What needs to be done – Copy every line below that contains the string "floor". Case counts.

Excerpts from point annotation data:

....

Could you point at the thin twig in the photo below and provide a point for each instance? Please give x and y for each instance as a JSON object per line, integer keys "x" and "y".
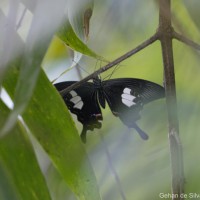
{"x": 111, "y": 64}
{"x": 117, "y": 179}
{"x": 165, "y": 32}
{"x": 21, "y": 18}
{"x": 186, "y": 40}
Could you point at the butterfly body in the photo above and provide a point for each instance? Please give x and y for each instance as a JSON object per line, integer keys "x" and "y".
{"x": 124, "y": 96}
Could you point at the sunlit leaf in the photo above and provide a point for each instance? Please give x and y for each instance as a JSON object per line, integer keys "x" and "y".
{"x": 18, "y": 159}
{"x": 55, "y": 131}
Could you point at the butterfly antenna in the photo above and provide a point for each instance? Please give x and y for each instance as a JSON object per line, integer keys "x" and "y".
{"x": 83, "y": 134}
{"x": 114, "y": 70}
{"x": 112, "y": 168}
{"x": 142, "y": 134}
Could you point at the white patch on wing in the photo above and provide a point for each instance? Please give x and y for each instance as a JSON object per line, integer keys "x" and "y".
{"x": 127, "y": 98}
{"x": 76, "y": 100}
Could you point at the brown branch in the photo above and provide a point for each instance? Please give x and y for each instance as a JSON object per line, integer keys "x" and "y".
{"x": 165, "y": 32}
{"x": 111, "y": 64}
{"x": 186, "y": 40}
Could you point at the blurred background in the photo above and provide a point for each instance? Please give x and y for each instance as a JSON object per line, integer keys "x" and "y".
{"x": 127, "y": 167}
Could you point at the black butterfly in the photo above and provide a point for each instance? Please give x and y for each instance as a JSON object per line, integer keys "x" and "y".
{"x": 125, "y": 97}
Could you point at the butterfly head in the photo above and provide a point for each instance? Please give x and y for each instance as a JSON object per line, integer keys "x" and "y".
{"x": 97, "y": 81}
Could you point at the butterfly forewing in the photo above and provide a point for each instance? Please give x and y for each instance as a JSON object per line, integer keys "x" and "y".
{"x": 126, "y": 97}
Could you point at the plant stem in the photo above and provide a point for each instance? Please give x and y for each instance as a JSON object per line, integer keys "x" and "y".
{"x": 165, "y": 32}
{"x": 111, "y": 64}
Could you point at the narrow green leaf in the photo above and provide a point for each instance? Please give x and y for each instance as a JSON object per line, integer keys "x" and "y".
{"x": 50, "y": 122}
{"x": 19, "y": 161}
{"x": 69, "y": 37}
{"x": 79, "y": 13}
{"x": 36, "y": 46}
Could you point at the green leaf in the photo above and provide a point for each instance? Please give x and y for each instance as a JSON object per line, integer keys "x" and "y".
{"x": 79, "y": 13}
{"x": 69, "y": 37}
{"x": 35, "y": 48}
{"x": 193, "y": 9}
{"x": 18, "y": 160}
{"x": 50, "y": 122}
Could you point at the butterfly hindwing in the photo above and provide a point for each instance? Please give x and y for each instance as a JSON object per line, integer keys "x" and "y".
{"x": 83, "y": 102}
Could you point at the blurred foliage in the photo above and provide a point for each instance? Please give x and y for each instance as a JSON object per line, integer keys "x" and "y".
{"x": 143, "y": 167}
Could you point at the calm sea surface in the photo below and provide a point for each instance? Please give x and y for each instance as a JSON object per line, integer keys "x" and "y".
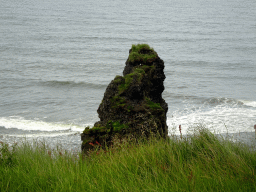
{"x": 58, "y": 56}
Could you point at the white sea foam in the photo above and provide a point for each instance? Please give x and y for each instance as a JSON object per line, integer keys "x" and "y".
{"x": 23, "y": 124}
{"x": 220, "y": 119}
{"x": 249, "y": 103}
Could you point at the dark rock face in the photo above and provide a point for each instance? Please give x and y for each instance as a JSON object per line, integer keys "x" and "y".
{"x": 132, "y": 103}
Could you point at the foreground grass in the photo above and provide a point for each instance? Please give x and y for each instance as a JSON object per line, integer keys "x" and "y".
{"x": 199, "y": 163}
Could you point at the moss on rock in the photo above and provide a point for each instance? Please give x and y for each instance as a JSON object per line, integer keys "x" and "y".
{"x": 132, "y": 103}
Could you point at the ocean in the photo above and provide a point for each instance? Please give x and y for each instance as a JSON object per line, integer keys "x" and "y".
{"x": 58, "y": 56}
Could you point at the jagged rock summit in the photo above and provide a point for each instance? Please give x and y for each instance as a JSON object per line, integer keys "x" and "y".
{"x": 132, "y": 103}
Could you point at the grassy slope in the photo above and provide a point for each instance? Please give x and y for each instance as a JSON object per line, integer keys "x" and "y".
{"x": 199, "y": 163}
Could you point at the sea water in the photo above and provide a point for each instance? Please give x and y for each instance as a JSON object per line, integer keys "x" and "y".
{"x": 57, "y": 58}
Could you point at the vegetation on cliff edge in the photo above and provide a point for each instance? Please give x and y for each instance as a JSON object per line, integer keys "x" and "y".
{"x": 200, "y": 162}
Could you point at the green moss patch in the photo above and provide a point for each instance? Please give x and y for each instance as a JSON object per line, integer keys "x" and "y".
{"x": 153, "y": 105}
{"x": 141, "y": 53}
{"x": 138, "y": 72}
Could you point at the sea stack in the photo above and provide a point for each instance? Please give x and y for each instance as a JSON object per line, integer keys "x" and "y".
{"x": 132, "y": 105}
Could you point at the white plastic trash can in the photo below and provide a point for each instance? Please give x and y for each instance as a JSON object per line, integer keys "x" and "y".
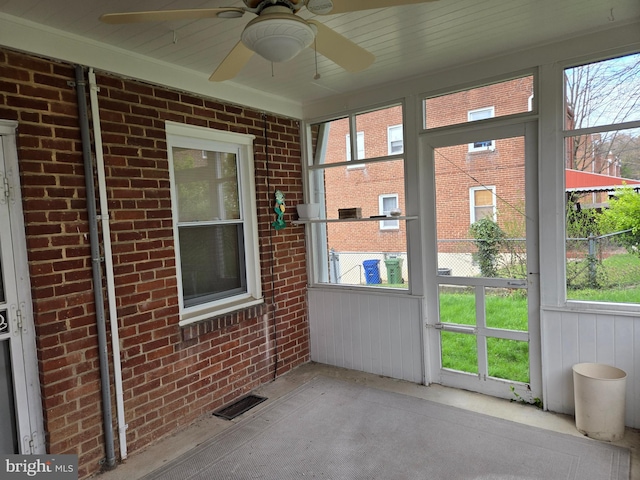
{"x": 599, "y": 394}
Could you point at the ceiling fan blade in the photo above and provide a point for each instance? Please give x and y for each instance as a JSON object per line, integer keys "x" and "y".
{"x": 235, "y": 60}
{"x": 346, "y": 6}
{"x": 163, "y": 15}
{"x": 340, "y": 49}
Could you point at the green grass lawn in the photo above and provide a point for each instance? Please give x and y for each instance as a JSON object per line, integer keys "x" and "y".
{"x": 507, "y": 359}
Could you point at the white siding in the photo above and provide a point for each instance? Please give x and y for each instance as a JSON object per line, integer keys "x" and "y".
{"x": 570, "y": 337}
{"x": 370, "y": 332}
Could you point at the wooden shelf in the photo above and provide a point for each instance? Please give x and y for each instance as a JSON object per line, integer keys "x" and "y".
{"x": 345, "y": 220}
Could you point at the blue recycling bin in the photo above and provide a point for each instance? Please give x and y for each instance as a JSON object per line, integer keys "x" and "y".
{"x": 372, "y": 271}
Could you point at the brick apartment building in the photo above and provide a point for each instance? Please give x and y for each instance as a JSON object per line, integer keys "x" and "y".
{"x": 485, "y": 178}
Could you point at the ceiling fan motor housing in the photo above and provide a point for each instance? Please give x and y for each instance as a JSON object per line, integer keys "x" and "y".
{"x": 277, "y": 34}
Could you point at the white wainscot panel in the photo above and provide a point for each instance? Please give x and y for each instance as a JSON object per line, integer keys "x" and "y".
{"x": 377, "y": 332}
{"x": 570, "y": 337}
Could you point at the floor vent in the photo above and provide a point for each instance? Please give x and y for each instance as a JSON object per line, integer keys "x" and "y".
{"x": 239, "y": 407}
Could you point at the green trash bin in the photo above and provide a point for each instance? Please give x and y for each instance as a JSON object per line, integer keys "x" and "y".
{"x": 394, "y": 270}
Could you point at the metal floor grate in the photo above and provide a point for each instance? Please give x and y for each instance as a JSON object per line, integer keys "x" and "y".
{"x": 239, "y": 407}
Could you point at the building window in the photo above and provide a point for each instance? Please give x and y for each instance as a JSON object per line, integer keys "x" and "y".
{"x": 483, "y": 203}
{"x": 215, "y": 225}
{"x": 481, "y": 114}
{"x": 349, "y": 237}
{"x": 602, "y": 181}
{"x": 359, "y": 145}
{"x": 386, "y": 204}
{"x": 395, "y": 140}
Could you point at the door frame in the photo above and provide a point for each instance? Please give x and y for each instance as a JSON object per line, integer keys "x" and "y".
{"x": 521, "y": 126}
{"x": 28, "y": 405}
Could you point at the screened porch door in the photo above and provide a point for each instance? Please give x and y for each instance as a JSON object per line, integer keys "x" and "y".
{"x": 482, "y": 283}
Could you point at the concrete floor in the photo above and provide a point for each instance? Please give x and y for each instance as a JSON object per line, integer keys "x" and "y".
{"x": 153, "y": 457}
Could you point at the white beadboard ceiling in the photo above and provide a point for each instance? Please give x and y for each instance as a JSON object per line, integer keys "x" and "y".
{"x": 408, "y": 41}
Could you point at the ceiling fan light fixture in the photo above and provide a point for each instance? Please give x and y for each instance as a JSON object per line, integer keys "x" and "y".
{"x": 278, "y": 38}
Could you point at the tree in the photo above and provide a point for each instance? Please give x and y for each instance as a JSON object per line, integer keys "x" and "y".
{"x": 488, "y": 239}
{"x": 600, "y": 94}
{"x": 623, "y": 215}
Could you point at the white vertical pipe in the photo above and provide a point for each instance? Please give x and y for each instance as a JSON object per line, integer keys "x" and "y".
{"x": 108, "y": 261}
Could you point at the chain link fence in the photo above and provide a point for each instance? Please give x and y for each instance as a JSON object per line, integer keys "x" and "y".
{"x": 369, "y": 268}
{"x": 601, "y": 262}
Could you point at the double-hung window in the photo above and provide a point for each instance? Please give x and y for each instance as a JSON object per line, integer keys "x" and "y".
{"x": 481, "y": 114}
{"x": 214, "y": 220}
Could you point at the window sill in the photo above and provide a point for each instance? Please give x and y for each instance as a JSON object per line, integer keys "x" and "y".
{"x": 198, "y": 314}
{"x": 341, "y": 220}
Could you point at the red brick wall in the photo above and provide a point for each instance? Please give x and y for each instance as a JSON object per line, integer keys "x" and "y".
{"x": 171, "y": 375}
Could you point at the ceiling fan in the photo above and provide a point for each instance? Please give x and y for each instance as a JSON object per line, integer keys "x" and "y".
{"x": 277, "y": 34}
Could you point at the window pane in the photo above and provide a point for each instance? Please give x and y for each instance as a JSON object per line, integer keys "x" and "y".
{"x": 396, "y": 140}
{"x": 602, "y": 178}
{"x": 363, "y": 253}
{"x": 375, "y": 126}
{"x": 212, "y": 262}
{"x": 495, "y": 186}
{"x": 483, "y": 198}
{"x": 360, "y": 252}
{"x": 1, "y": 284}
{"x": 510, "y": 97}
{"x": 359, "y": 146}
{"x": 603, "y": 93}
{"x": 508, "y": 359}
{"x": 361, "y": 188}
{"x": 207, "y": 185}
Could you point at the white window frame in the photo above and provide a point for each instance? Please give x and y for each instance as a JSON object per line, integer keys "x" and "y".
{"x": 392, "y": 136}
{"x": 492, "y": 145}
{"x": 189, "y": 136}
{"x": 387, "y": 224}
{"x": 472, "y": 202}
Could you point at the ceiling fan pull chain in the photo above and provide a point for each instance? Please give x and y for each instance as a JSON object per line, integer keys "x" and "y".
{"x": 315, "y": 53}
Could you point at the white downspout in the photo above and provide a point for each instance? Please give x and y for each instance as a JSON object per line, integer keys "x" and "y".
{"x": 108, "y": 264}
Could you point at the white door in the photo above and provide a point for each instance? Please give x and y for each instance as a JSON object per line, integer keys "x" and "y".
{"x": 21, "y": 429}
{"x": 482, "y": 286}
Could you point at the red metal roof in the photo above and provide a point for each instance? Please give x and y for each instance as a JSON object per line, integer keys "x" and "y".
{"x": 587, "y": 181}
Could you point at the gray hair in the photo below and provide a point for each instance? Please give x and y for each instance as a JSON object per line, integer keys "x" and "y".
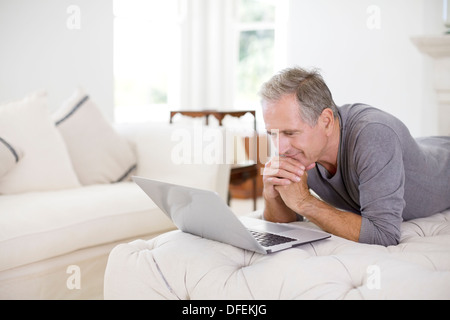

....

Exercise output –
Could you point at the floor vent in the photo above and provide a point for each instance? Please give x and y for each instance as a JSON object per line, integer keys "x" and "y".
Could you point at the metal floor grate in the photo above and provide a point for each instance? Please give x and y for each instance as a JSON object per line, integer keys "x" and "y".
Could you point at the concrete floor in the photo above and provide a point for each instance? Please give x and y for each instance as a JSON object per line, integer keys "x" and "y".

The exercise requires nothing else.